- Entries supplied:
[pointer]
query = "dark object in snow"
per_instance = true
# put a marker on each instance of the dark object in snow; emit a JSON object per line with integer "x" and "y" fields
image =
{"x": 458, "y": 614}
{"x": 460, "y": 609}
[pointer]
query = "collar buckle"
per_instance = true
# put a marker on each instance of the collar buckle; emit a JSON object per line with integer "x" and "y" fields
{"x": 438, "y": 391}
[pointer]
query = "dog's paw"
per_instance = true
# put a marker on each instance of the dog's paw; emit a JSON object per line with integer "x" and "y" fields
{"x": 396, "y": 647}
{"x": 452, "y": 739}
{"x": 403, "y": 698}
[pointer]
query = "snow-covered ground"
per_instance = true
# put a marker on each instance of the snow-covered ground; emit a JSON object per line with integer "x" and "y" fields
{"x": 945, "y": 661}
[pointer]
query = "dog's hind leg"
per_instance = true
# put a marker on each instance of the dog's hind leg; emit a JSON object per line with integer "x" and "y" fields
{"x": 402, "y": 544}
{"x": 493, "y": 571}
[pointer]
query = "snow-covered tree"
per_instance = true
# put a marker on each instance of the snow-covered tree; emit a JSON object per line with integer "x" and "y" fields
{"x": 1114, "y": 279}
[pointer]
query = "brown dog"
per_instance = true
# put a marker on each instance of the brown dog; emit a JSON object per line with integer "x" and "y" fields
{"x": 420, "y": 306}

- To be done: Return all of the rows above unchanged, line for line.

- Output below:
[pointer]
query = "dark object in snow"
per_instance = true
# put a marker on each instance of the dark object in snow; emit a JSON object per line with integer "x" and "y" fields
image =
{"x": 458, "y": 614}
{"x": 460, "y": 609}
[pointer]
query = "collar buckle"
per_instance = true
# put a marker on each instance of the collar buckle; emit a JSON object per line with integer "x" and "y" fields
{"x": 438, "y": 391}
[pointer]
query = "dog's paw"
per_instance = true
# put a marker on each instance of the dog's paw; emit a JSON object per line with integer "x" and "y" fields
{"x": 396, "y": 647}
{"x": 452, "y": 739}
{"x": 403, "y": 698}
[pointer]
query = "snow-covered ground"
per_instance = true
# put a marker on each instance of the snow-covered ground; emit a JSON object per line with integer "x" and "y" fields
{"x": 945, "y": 661}
[pointer]
query = "dog's hind leg"
per_instance = true
# put a marker on each instance of the dog's hind leg; emit a JSON object per line with integer "x" and "y" fields
{"x": 402, "y": 544}
{"x": 493, "y": 571}
[pointer]
query = "snow-covered tree"
per_instance = true
# put a marker on each instance of the snow-covered tree; emit a JSON object per line with integer "x" and "y" fields
{"x": 1114, "y": 279}
[pointer]
query = "brown dog"
per_instance = true
# put a marker on each instance of the brown dog; emit a JSON object per line with integer "x" and "y" fields
{"x": 420, "y": 306}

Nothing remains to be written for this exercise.